EXERCISE INSTRUCTIONS –
Transcribe exactly the line that contains "Task: localize mixer" and every line below it in the listing, through the last, and no other lines.
——
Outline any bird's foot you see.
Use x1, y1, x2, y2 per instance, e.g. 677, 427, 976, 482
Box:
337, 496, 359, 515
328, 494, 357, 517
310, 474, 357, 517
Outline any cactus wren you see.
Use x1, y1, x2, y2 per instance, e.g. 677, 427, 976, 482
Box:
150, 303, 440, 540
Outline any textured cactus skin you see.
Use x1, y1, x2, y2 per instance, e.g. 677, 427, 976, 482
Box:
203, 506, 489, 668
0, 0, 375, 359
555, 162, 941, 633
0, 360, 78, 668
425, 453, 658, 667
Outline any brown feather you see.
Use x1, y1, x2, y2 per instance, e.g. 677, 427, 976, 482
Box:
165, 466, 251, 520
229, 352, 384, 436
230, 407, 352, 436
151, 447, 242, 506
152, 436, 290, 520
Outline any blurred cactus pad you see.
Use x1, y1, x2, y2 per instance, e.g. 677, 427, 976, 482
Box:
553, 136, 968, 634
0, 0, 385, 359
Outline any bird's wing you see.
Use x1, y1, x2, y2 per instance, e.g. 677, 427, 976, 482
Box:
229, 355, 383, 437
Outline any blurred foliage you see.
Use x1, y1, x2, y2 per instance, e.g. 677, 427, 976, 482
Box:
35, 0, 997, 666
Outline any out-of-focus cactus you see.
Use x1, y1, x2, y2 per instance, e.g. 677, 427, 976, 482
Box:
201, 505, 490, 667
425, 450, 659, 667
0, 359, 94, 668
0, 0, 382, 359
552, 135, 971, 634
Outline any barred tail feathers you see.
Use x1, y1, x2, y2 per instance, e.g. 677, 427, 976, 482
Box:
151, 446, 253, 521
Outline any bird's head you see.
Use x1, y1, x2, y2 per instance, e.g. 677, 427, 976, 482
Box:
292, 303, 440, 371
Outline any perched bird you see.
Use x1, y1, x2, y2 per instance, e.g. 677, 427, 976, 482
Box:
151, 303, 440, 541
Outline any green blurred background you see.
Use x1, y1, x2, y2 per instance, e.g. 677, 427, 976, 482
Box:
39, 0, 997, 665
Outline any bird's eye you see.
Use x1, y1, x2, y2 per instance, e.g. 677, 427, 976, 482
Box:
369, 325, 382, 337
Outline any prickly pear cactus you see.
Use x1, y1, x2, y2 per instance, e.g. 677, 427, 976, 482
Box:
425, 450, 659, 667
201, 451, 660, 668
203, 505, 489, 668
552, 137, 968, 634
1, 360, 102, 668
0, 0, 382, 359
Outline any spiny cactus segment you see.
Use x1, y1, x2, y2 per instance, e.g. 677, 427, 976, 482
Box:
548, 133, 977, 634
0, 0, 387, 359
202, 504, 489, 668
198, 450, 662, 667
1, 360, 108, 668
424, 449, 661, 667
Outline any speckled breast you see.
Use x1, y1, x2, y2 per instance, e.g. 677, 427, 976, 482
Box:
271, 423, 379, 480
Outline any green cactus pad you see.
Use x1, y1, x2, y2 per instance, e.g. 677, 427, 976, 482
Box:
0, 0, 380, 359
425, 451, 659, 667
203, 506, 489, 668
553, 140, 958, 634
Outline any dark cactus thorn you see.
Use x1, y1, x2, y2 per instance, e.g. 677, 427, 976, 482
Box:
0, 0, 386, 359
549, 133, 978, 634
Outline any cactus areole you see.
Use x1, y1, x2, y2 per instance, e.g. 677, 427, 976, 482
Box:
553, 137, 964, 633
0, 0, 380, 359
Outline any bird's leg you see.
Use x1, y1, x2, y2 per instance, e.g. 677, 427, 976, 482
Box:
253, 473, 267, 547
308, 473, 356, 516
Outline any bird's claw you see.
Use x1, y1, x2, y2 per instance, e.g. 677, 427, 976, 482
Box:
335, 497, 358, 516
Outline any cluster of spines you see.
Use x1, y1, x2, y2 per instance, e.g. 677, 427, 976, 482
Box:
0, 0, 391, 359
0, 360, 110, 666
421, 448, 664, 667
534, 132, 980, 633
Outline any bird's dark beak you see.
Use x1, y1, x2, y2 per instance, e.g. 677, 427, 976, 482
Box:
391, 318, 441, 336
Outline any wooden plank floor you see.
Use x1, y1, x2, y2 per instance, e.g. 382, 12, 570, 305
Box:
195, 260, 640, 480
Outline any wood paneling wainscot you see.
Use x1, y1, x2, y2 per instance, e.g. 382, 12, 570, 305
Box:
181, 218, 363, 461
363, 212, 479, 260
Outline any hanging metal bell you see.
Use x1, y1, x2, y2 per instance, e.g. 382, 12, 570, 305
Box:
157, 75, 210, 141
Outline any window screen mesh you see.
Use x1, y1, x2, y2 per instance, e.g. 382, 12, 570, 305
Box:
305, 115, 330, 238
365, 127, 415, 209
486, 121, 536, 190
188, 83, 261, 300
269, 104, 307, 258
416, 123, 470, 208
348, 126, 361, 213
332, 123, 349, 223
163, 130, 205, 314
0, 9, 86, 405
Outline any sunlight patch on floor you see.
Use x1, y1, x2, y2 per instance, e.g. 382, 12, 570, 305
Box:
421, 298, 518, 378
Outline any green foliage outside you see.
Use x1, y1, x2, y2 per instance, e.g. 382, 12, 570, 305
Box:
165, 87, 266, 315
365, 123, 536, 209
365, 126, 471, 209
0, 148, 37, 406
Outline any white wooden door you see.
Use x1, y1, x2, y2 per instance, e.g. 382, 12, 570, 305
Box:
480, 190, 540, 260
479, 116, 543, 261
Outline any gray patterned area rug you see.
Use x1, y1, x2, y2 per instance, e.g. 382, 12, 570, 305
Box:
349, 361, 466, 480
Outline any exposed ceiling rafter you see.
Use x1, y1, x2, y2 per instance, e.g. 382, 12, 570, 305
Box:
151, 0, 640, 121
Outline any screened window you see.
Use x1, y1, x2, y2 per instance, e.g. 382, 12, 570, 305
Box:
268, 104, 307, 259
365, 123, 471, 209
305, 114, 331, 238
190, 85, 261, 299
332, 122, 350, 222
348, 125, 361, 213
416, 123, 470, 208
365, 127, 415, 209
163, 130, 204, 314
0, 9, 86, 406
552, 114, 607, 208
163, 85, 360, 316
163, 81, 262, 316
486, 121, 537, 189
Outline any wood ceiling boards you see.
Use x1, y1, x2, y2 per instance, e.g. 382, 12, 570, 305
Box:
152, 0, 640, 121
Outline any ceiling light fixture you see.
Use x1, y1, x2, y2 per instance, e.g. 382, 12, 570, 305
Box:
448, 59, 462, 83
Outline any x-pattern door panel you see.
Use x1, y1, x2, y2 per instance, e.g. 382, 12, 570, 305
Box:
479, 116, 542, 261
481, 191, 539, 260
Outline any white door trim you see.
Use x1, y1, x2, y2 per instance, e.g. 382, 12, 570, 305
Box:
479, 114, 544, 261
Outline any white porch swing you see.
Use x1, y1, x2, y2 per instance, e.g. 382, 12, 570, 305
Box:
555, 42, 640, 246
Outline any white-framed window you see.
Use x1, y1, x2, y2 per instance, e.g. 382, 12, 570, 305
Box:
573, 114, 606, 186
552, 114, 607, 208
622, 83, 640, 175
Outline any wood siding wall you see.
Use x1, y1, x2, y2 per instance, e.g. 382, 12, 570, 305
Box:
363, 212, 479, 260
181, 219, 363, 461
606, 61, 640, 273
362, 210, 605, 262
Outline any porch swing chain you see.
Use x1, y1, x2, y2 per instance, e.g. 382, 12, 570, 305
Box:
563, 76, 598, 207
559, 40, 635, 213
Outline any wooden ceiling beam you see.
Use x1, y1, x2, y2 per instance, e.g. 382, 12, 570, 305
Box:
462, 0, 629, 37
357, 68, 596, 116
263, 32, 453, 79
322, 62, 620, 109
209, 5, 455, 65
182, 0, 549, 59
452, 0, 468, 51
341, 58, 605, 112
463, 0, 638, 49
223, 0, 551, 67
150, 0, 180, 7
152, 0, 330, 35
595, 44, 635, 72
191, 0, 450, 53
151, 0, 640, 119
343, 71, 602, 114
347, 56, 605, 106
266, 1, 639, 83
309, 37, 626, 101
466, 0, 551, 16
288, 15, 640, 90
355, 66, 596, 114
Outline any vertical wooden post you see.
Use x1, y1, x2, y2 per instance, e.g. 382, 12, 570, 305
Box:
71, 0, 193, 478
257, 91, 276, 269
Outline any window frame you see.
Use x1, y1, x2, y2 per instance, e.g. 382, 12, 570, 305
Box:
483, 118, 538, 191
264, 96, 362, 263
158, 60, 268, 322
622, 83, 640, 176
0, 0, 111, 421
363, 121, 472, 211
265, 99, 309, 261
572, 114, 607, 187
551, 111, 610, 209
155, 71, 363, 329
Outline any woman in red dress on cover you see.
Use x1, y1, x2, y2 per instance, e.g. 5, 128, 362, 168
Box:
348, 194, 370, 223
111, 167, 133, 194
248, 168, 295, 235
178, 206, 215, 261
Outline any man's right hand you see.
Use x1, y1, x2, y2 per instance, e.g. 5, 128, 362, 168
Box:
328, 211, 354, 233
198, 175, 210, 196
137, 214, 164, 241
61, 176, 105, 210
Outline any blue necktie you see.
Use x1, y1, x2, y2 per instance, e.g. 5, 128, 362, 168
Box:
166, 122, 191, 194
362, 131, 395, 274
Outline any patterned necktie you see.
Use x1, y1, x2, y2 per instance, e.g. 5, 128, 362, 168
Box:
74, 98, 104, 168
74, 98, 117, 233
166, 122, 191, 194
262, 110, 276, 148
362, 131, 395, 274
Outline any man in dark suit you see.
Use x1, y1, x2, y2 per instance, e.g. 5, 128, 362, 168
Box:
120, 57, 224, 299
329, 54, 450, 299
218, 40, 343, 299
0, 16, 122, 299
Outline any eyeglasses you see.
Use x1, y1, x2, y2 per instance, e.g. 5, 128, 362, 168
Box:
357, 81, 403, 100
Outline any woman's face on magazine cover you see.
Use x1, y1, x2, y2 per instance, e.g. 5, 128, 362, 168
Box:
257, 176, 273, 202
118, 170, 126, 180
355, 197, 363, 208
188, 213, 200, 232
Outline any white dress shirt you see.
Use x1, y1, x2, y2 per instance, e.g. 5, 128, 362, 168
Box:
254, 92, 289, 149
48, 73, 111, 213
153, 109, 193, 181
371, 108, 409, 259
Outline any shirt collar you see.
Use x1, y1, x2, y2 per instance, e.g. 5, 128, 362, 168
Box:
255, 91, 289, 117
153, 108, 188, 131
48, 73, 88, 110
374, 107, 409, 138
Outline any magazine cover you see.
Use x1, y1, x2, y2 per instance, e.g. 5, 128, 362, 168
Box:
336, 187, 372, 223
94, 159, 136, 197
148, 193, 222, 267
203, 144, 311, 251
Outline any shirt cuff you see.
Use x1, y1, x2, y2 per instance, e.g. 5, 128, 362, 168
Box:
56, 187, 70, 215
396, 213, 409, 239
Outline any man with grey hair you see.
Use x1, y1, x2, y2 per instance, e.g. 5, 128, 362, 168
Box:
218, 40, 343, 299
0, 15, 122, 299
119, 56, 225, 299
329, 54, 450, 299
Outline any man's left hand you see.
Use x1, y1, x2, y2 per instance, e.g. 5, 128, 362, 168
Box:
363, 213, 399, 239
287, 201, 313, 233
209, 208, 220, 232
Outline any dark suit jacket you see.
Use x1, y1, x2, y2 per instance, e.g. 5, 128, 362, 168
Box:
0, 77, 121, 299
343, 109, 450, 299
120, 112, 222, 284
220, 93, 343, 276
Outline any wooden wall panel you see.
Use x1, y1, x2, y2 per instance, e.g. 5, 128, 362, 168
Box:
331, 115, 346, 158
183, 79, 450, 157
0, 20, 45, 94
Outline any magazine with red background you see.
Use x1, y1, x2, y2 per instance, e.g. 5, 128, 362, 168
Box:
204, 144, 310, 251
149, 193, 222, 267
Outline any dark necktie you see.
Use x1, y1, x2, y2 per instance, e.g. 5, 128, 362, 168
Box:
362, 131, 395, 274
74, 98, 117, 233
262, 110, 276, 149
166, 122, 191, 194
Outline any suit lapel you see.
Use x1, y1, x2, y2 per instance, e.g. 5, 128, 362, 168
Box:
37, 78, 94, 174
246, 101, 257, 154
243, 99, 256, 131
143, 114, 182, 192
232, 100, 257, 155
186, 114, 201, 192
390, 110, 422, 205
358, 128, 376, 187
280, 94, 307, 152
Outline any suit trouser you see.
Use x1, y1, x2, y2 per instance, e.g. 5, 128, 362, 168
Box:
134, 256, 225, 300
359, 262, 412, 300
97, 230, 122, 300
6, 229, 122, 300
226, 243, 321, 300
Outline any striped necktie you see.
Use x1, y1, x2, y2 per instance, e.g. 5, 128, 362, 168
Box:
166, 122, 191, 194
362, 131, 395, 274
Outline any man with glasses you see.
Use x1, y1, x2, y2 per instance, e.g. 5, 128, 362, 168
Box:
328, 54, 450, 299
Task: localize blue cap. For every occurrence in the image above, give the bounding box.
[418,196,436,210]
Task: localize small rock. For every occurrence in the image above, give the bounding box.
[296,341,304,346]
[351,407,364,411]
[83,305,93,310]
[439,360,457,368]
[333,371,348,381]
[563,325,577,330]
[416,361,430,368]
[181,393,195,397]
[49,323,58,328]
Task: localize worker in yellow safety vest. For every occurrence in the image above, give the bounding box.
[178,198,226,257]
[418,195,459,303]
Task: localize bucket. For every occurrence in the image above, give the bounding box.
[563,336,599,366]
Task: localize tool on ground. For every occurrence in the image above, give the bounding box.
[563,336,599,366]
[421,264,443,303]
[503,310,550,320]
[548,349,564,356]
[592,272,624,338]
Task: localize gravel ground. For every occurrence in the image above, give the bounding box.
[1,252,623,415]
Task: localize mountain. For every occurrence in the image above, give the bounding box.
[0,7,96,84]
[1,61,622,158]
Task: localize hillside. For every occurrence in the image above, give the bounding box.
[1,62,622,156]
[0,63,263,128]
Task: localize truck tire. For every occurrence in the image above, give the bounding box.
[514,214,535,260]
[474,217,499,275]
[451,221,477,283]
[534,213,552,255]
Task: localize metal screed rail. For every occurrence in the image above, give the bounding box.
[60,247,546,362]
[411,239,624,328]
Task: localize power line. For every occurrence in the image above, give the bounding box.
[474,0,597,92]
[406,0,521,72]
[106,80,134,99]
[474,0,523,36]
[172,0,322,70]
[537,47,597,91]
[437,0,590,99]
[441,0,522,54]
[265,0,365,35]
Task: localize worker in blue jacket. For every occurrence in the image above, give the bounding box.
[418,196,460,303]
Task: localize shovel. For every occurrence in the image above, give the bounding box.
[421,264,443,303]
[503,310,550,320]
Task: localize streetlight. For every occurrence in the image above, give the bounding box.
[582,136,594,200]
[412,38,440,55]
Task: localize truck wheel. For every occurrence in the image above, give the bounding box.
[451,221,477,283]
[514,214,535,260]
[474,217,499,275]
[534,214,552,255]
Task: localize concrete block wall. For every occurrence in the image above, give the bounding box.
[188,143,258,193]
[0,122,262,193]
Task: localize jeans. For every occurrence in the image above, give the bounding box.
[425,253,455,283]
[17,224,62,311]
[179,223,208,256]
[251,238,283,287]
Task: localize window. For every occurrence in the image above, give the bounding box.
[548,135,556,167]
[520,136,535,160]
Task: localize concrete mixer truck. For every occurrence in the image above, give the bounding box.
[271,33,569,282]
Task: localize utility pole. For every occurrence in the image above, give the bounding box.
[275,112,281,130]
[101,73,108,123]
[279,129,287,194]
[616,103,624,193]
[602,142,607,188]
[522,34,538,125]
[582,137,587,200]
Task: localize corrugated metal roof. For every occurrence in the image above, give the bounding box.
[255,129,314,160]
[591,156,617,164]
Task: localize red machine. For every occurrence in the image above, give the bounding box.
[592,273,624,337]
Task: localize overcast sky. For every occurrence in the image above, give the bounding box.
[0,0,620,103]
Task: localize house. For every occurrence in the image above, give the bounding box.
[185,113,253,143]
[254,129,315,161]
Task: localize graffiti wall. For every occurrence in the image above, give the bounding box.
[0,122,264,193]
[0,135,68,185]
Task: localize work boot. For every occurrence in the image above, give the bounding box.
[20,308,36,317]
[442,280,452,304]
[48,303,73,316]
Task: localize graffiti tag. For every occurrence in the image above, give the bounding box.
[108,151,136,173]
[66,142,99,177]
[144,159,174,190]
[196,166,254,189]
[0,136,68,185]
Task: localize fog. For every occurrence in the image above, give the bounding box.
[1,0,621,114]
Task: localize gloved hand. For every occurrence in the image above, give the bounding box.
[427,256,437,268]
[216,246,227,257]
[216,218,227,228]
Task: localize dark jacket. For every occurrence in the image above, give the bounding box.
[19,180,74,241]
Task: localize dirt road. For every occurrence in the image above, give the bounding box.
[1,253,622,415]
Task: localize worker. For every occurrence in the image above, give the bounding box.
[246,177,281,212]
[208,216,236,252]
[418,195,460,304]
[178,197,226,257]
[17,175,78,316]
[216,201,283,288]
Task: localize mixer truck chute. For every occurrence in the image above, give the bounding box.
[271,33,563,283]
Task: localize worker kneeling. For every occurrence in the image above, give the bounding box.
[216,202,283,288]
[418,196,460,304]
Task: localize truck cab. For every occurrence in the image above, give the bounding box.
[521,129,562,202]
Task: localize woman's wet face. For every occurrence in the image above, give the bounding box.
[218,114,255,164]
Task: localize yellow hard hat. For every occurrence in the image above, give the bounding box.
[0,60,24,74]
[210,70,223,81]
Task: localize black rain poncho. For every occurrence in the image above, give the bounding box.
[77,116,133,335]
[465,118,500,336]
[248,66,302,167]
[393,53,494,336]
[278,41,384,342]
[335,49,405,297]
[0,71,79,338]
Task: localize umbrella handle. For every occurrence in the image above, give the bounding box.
——
TASK SOLUTION –
Task: localize mixer truck chute. For every occurrence in the image above, give the bounding box.
[271,33,563,283]
Task: localize worker kneeling. For every occurrence in the image above, give the bounding box.
[216,202,283,288]
[418,196,460,304]
Task: localize truck cab. For every occurrence in the image above, give the bounding box.
[521,129,562,202]
Task: localize woman's wet face. For every occurrence in the image above, give the bounding box.
[218,114,255,164]
Task: localize yellow hard hat. For every occurrence in the image above, give the bounding box.
[0,60,24,74]
[210,70,223,81]
Task: localize black rain poncho. For every occurrence in the image above, give the bounding box.
[77,116,133,335]
[465,118,500,336]
[248,66,302,167]
[393,53,494,336]
[278,41,384,342]
[335,49,405,297]
[0,71,79,338]
Task: localize umbrella handle. For every occurrence in the image above, give the bounding box.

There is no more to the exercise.